═══ Data listing
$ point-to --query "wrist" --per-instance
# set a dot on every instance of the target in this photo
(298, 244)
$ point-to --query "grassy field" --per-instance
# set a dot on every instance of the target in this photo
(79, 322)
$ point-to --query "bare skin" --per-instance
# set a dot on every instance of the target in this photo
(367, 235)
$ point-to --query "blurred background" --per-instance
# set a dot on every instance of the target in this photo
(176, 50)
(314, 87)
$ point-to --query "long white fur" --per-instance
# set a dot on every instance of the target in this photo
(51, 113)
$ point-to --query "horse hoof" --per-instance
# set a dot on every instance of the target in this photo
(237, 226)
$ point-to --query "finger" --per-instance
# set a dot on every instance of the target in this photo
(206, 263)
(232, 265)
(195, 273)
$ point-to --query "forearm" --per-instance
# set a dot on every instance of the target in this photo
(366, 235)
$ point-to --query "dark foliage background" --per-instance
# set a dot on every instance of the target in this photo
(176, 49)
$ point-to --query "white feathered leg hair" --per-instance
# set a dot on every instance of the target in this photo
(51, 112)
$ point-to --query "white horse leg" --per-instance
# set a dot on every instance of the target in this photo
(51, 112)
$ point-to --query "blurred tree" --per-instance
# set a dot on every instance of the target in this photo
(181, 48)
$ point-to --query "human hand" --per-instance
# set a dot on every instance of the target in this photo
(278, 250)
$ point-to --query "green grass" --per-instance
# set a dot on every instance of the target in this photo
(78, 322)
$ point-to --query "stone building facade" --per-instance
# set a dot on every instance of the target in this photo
══════
# What is required:
Scan the entries and show every line in which the word "background" is found.

# Problem solution:
$ point-to --query "blurred background" --per-instance
$ point-to --query "dark foliage background" --per-instance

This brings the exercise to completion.